[Recorded data]
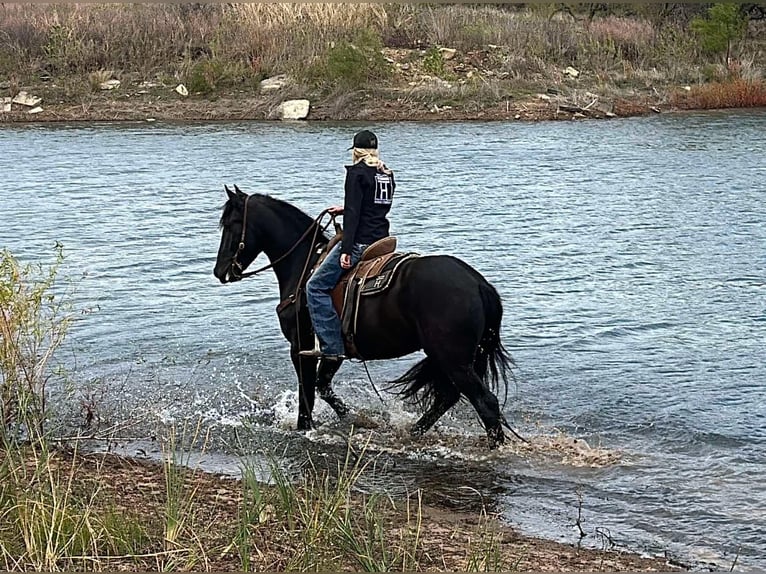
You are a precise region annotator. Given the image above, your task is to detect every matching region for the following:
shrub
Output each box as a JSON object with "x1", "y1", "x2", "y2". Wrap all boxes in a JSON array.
[
  {"x1": 691, "y1": 3, "x2": 748, "y2": 66},
  {"x1": 309, "y1": 29, "x2": 391, "y2": 89},
  {"x1": 672, "y1": 78, "x2": 766, "y2": 109},
  {"x1": 422, "y1": 46, "x2": 447, "y2": 77},
  {"x1": 1, "y1": 245, "x2": 70, "y2": 443}
]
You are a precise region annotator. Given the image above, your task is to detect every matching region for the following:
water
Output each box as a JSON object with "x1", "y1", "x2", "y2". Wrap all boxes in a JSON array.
[{"x1": 1, "y1": 111, "x2": 764, "y2": 570}]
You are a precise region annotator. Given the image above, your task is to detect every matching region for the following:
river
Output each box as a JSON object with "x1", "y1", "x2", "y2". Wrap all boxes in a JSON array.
[{"x1": 1, "y1": 110, "x2": 764, "y2": 570}]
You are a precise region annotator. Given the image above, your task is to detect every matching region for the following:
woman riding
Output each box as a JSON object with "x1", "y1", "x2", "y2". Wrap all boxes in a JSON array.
[{"x1": 301, "y1": 129, "x2": 396, "y2": 361}]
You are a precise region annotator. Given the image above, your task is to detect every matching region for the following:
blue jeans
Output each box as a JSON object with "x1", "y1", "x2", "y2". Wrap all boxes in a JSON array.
[{"x1": 306, "y1": 242, "x2": 367, "y2": 355}]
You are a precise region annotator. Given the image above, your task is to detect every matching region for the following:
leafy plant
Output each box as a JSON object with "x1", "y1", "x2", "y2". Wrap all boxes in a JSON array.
[
  {"x1": 691, "y1": 3, "x2": 747, "y2": 67},
  {"x1": 309, "y1": 28, "x2": 391, "y2": 89},
  {"x1": 1, "y1": 245, "x2": 70, "y2": 444},
  {"x1": 423, "y1": 46, "x2": 447, "y2": 77}
]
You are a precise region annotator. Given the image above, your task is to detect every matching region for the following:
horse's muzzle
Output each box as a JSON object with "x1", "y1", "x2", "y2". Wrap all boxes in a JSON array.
[
  {"x1": 226, "y1": 262, "x2": 243, "y2": 283},
  {"x1": 214, "y1": 262, "x2": 241, "y2": 284}
]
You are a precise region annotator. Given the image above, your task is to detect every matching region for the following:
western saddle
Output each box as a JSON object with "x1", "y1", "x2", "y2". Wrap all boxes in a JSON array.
[{"x1": 315, "y1": 233, "x2": 417, "y2": 359}]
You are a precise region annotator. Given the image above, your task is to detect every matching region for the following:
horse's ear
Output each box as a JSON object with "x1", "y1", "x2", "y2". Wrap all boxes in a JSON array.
[
  {"x1": 224, "y1": 185, "x2": 236, "y2": 201},
  {"x1": 233, "y1": 184, "x2": 243, "y2": 195}
]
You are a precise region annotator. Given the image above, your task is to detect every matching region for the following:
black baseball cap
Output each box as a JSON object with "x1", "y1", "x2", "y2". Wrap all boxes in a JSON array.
[{"x1": 347, "y1": 129, "x2": 378, "y2": 150}]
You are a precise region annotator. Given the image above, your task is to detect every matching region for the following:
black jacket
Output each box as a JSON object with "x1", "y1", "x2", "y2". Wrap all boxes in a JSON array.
[{"x1": 341, "y1": 161, "x2": 395, "y2": 255}]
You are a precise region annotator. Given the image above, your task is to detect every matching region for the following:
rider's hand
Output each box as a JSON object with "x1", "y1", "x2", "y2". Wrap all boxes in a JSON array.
[
  {"x1": 340, "y1": 253, "x2": 352, "y2": 269},
  {"x1": 328, "y1": 205, "x2": 344, "y2": 215}
]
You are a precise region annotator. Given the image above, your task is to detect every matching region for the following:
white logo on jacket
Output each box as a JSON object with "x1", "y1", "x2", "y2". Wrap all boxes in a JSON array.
[{"x1": 374, "y1": 173, "x2": 393, "y2": 204}]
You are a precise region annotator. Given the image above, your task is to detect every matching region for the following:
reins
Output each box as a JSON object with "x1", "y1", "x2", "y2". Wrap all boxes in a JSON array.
[{"x1": 231, "y1": 194, "x2": 334, "y2": 281}]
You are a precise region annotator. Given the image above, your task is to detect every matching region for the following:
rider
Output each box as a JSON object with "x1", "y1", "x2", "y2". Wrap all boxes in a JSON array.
[{"x1": 301, "y1": 129, "x2": 396, "y2": 361}]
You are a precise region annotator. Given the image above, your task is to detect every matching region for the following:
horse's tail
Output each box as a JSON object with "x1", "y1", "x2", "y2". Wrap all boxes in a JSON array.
[
  {"x1": 388, "y1": 279, "x2": 513, "y2": 410},
  {"x1": 388, "y1": 355, "x2": 441, "y2": 410},
  {"x1": 474, "y1": 280, "x2": 514, "y2": 405}
]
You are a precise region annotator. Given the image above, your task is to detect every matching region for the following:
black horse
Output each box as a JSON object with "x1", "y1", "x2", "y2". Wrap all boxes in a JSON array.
[{"x1": 213, "y1": 186, "x2": 514, "y2": 448}]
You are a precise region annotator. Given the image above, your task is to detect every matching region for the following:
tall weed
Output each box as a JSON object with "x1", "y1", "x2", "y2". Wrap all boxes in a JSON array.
[{"x1": 1, "y1": 245, "x2": 70, "y2": 444}]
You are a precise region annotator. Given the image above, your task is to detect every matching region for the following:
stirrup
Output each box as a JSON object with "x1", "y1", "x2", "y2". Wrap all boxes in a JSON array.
[
  {"x1": 299, "y1": 336, "x2": 322, "y2": 357},
  {"x1": 299, "y1": 348, "x2": 322, "y2": 358}
]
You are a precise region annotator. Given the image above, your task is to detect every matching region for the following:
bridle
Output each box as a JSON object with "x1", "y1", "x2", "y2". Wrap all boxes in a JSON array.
[{"x1": 229, "y1": 192, "x2": 336, "y2": 282}]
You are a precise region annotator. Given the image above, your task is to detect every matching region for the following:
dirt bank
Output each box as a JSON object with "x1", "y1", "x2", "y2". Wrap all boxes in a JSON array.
[
  {"x1": 1, "y1": 45, "x2": 668, "y2": 124},
  {"x1": 40, "y1": 448, "x2": 682, "y2": 572}
]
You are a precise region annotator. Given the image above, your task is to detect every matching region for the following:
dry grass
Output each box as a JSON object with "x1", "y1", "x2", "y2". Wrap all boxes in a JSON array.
[
  {"x1": 0, "y1": 445, "x2": 680, "y2": 572},
  {"x1": 1, "y1": 3, "x2": 762, "y2": 92},
  {"x1": 672, "y1": 79, "x2": 766, "y2": 109}
]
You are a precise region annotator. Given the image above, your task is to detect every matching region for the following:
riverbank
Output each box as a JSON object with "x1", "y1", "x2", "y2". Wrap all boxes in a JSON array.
[
  {"x1": 0, "y1": 46, "x2": 665, "y2": 124},
  {"x1": 2, "y1": 4, "x2": 765, "y2": 124},
  {"x1": 1, "y1": 445, "x2": 682, "y2": 572}
]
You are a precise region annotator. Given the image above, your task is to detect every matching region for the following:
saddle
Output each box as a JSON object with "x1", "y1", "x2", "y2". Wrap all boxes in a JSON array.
[{"x1": 319, "y1": 235, "x2": 417, "y2": 359}]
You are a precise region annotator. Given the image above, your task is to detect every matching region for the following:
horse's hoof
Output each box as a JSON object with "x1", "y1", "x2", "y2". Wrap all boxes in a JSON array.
[
  {"x1": 487, "y1": 427, "x2": 505, "y2": 450},
  {"x1": 297, "y1": 419, "x2": 313, "y2": 432}
]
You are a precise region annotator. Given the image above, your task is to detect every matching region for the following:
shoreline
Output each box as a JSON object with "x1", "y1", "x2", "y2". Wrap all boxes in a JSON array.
[
  {"x1": 1, "y1": 88, "x2": 668, "y2": 125},
  {"x1": 48, "y1": 443, "x2": 686, "y2": 572}
]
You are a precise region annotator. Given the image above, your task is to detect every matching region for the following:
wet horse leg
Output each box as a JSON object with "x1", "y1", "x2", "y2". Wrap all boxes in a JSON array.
[
  {"x1": 292, "y1": 350, "x2": 317, "y2": 430},
  {"x1": 411, "y1": 381, "x2": 460, "y2": 438},
  {"x1": 316, "y1": 357, "x2": 350, "y2": 419},
  {"x1": 447, "y1": 365, "x2": 505, "y2": 449}
]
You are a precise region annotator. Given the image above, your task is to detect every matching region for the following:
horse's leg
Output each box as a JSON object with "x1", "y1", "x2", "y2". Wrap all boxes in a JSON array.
[
  {"x1": 411, "y1": 380, "x2": 460, "y2": 438},
  {"x1": 291, "y1": 349, "x2": 318, "y2": 430},
  {"x1": 447, "y1": 365, "x2": 505, "y2": 449},
  {"x1": 315, "y1": 357, "x2": 350, "y2": 420}
]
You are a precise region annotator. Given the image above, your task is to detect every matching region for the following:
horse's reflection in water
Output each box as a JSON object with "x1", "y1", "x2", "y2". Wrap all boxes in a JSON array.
[{"x1": 214, "y1": 186, "x2": 515, "y2": 449}]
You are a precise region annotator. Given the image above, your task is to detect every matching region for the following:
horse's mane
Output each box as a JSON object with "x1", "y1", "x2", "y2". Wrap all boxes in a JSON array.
[
  {"x1": 220, "y1": 192, "x2": 329, "y2": 242},
  {"x1": 254, "y1": 194, "x2": 316, "y2": 230}
]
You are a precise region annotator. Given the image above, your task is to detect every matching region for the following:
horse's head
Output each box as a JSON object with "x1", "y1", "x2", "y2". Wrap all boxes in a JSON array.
[{"x1": 214, "y1": 185, "x2": 261, "y2": 284}]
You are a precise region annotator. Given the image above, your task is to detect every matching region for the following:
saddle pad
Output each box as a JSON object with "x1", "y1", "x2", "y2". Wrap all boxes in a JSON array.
[{"x1": 359, "y1": 253, "x2": 419, "y2": 296}]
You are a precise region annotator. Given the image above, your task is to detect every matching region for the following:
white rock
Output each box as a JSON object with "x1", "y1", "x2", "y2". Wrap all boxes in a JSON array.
[
  {"x1": 514, "y1": 114, "x2": 521, "y2": 119},
  {"x1": 439, "y1": 47, "x2": 457, "y2": 60},
  {"x1": 12, "y1": 91, "x2": 42, "y2": 107},
  {"x1": 28, "y1": 106, "x2": 43, "y2": 114},
  {"x1": 538, "y1": 93, "x2": 551, "y2": 101},
  {"x1": 276, "y1": 99, "x2": 310, "y2": 120},
  {"x1": 260, "y1": 75, "x2": 288, "y2": 92},
  {"x1": 1, "y1": 97, "x2": 11, "y2": 113},
  {"x1": 564, "y1": 66, "x2": 580, "y2": 78},
  {"x1": 684, "y1": 85, "x2": 691, "y2": 91},
  {"x1": 100, "y1": 79, "x2": 120, "y2": 90},
  {"x1": 175, "y1": 84, "x2": 189, "y2": 96}
]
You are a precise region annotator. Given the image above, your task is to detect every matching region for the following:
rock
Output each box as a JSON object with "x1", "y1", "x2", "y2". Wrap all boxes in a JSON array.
[
  {"x1": 439, "y1": 47, "x2": 457, "y2": 60},
  {"x1": 537, "y1": 93, "x2": 551, "y2": 101},
  {"x1": 28, "y1": 106, "x2": 43, "y2": 114},
  {"x1": 12, "y1": 91, "x2": 42, "y2": 107},
  {"x1": 175, "y1": 84, "x2": 188, "y2": 96},
  {"x1": 1, "y1": 97, "x2": 11, "y2": 113},
  {"x1": 514, "y1": 114, "x2": 521, "y2": 119},
  {"x1": 0, "y1": 80, "x2": 10, "y2": 90},
  {"x1": 100, "y1": 79, "x2": 120, "y2": 90},
  {"x1": 276, "y1": 99, "x2": 310, "y2": 120},
  {"x1": 564, "y1": 66, "x2": 580, "y2": 78},
  {"x1": 259, "y1": 75, "x2": 288, "y2": 93},
  {"x1": 683, "y1": 85, "x2": 691, "y2": 91}
]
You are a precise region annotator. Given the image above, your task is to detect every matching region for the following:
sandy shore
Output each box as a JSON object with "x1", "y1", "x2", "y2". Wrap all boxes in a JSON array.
[{"x1": 38, "y1": 447, "x2": 683, "y2": 572}]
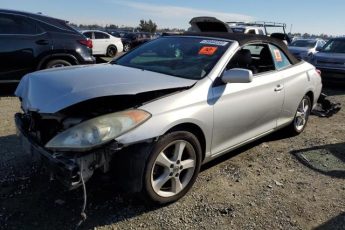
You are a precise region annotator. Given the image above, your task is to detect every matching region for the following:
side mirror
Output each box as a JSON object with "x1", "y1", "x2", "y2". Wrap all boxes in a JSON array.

◆ **Directions for this task**:
From the records above, transcribe exactly the run of lines that opens with the line holding "western saddle" and closes with the line holding "black baseball cap", both included.

◆ **Answer below**:
western saddle
Output each box as a JSON object with "x1", "y1", "x2", "y2". Wrap all boxes in a JSON array.
[{"x1": 315, "y1": 233, "x2": 417, "y2": 359}]
You are a precise region annotator. Given the image above, your task is to detect every matching region for the following:
horse's ear
Output each box as a JSON object with "x1", "y1", "x2", "y2". Wrap all boxes in a JSON array.
[
  {"x1": 224, "y1": 185, "x2": 236, "y2": 201},
  {"x1": 233, "y1": 184, "x2": 243, "y2": 195}
]
You are a precise region annotator. Given the image above, your task is to detect every matching region for the following:
black baseball cap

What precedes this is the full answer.